→ Énoncé:
Poursuivez le texte sur l'enseignant face à la poésie et à l'autorité, à partir de sa dernière phrase.

→ Texte:
------------------------
9Un autre écueil semble pouvoir toucher cette fois l’enseignant amateur, voire passionné de poésie. J’en ai fait l’expérience, et ce sont mes lectures scientifiques qui alors m’ont permis d’évoluer. Il s’agit du manque de recul critique face à un texte qui « touche » l’enseignant, qui a compté dans sa vie de lecteur, et qui « projette » son ressenti sur les élèves auxquels il destine le texte dans la conception des séances. Le risque est alors la perte d’objectivité des « critères de réussite » du travail. Que le chancelier Guillaume de Tyr s’inquiète de voir son jeune élève, Baudoin IV, futur roi de Jérusalem, ne manifester aucun ressenti aux blessures subies aux bras, puis y devine la lèpre qui le rongeait est une chose. Il se fie à un indicateur « objectif ». Mais considérer qu’il serait « pathologique » ou « marqueur d’échec » de ne pas être touché par les vers de tel auteur au prétexte qu’il nous touche nous-même pose problème. Cela relèverait de ce que Guillot appelle la première injonction destructrice de l’autoritarisme, celle qui refuse au sujet de ressentir par lui-même, se pose en maître des sensations d’autrui et lui impose l’installation dans des « plaisirs prédéterminés » (Guillot, 2006, p. 18). À partir d’un indicateur subjectif (l’expérience propre de lecture) s’opère une « dépossession de soi chez autrui » (p. 19), que Guillot illustre par ces mots de Jacques Lacan : « Si je me mets à la place de l’autre, l’autre il se met où ? » (cité par Guillot, p. 21). Lire est une expérience de la vie mais aussi une expérience qui se vit.
Poésie et autorité évacuée
10Lire est également une expérience qui se construit. Il semble téméraire de s’en remettre, pour faire émerger le sujet lecteur, à la seule attente d’une illumination, d’une entrée ex nihilo en poésie comme on entre en religion à la suite d’une extase ou d’une vision. Toutefois, la volonté, sans doute légitime, de se démarquer des excès de l’autoritarisme conduit parfois à nier le rôle même que peut et doit jouer une autorité non pathologique dans l’accompagnement d’un processus éducatif. Passer du conditionnement de l’« objet lecteur » au renoncement à l’objectif d’émergence du sujet lecteur est un danger. L’enjeu est de faire accéder l’élève à la capacité définie par Barthes de faire de la lecture le moyen de « réécrire le texte de l’œuvre à même le texte de notre vie » (1995, p. 972). Car être « auteur de sa lecture » n’est pas inné. Le terme d’« autorité évacuée » est employé par Robbes pour désigner la « tendance à refuser l’idée même d’autorité et son exercice, au nom de son caractère prétendument illégitime et anti-éducatif » (2010, p. 59). Guillot parle pour sa part d’existence abandonnée pour décrire ce à quoi est alors soumis l’élève. Dans sa réflexion sur le sens des enseignements littéraires, Gauchet fait du « mythe de l’expression » le « facteur le plus puissant du désinvestissement du littéraire » (Blais, Gauchet & Ottavi, 2008, p.103-104). Il semble fondamental que cette expressivité ne se déploie pas « contre » une culture littéraire [2] relevant du « monde commun » mais « en appui » sur elle. Pour paraphraser Sacha Guitry, on peut dire que pour lire, il faut être contre la littérature, oui, tout contre.
------------------------
→ Matériel:
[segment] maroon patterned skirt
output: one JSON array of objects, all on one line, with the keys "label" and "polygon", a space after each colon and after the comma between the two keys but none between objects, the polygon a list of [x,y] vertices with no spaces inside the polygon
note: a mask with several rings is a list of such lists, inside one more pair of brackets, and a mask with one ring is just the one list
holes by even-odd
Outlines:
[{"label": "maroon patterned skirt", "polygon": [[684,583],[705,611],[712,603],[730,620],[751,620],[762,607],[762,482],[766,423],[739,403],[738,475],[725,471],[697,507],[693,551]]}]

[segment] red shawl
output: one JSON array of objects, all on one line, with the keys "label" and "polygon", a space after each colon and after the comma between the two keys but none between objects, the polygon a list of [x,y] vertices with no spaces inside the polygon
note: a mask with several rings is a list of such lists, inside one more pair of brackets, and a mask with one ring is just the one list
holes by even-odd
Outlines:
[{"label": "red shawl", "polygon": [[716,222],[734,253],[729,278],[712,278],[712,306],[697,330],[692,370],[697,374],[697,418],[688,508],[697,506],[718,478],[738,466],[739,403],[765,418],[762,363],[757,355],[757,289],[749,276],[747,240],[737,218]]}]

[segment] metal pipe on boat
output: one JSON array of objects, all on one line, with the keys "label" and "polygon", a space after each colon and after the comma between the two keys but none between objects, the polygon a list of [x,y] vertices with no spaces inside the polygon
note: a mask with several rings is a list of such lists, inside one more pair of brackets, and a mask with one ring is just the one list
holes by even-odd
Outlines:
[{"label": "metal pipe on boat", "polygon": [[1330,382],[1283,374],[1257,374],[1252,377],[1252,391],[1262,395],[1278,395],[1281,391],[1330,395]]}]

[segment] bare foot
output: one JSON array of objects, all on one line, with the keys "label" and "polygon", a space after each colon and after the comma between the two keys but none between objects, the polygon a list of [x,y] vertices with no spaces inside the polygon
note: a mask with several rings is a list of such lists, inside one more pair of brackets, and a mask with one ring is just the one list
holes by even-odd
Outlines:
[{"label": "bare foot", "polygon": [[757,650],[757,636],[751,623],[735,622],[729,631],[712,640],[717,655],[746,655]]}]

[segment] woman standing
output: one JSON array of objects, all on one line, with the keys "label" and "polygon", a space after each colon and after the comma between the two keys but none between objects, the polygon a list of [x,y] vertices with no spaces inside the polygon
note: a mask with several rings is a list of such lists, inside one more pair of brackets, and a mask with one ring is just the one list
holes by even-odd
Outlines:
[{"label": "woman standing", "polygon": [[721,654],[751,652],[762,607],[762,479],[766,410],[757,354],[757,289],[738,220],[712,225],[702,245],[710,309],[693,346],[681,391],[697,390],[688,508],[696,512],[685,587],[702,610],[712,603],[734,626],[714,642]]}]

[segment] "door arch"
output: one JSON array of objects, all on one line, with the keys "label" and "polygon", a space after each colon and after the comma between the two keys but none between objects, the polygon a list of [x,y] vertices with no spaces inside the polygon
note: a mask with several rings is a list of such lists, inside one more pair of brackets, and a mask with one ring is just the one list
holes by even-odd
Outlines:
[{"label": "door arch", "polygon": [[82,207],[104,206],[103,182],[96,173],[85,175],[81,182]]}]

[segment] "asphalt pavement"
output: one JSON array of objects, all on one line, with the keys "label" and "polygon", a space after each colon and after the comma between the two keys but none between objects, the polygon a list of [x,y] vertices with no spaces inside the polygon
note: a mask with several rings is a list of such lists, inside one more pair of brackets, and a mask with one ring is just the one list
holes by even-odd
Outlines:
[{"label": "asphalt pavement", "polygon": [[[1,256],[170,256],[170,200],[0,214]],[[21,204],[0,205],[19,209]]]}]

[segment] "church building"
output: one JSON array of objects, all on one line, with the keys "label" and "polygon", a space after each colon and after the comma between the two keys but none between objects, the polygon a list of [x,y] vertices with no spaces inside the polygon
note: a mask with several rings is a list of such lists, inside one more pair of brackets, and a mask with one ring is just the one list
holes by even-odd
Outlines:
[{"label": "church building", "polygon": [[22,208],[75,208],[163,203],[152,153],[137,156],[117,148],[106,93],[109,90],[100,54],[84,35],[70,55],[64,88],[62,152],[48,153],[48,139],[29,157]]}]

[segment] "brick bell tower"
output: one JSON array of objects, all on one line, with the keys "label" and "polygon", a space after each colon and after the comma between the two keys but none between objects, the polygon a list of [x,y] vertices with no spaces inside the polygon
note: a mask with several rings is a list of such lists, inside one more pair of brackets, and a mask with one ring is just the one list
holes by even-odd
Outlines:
------------------------
→ Résultat final:
11Un autre enjeu d’une telle posture est que la lecture poétique elle-même pourrait à terme se voir « évacuée ». La poésie est paradoxalement un objet « familier » des classes et un objet « étranger » à nombre de lecteurs adultes. De même, la lecture, la déclamation, l’écriture poétique peuvent être source d’appréhension pour les élèves comme pour les enseignants chargés de concevoir et de mener les séances s’y rapportant. Et si demeure la dimension prescriptive des programmes, il ne faut pas sous-estimer ce que Jean De Munck appelle la régulation autonome du système informel (Marcelli, 2003, p. 14-15) qui peut conduire à ne pas s’opposer frontalement aux instructions mais à les appliquer a minima, de manière consciente ou inconsciente. De même, la relativisation du « potentiel de prescription » de l’École dans ce domaine est nécessaire. Lue dans la seule classe, la poésie est un objet de la culture scolaire mais non d’un processus de co-éducation. Foray écrit :
Je ne crois pas possible de soutenir que les écoles auraient le monopole du développement de l’autonomie intellectuelle. Parce que l’éducation est une pratique humaine et sociale, elle est nécessairement multilocalisée.
13Être un sujet lecteur semble relever notamment de l’autonomie intellectuelle, et entrer dans ce cadre. Cependant, cela ne signifie pas la non-directivité totale. J’ai souvenir d’un élève qui rechignait à choisir un poème dans une boîte en contenant une centaine plastifiés car, selon ses mots, à chaque fois qu’il en choisissait un, il regrettait presque aussitôt de ne pas avoir pris les autres. Il éprouvait le « poids du choix » (Marcelli, 2003, p. 244). Le laisser se focaliser sur cette gêne n’aide certes pas à s’ouvrir à la poétique des mots. Accompagner son choix l’avait « libéré ».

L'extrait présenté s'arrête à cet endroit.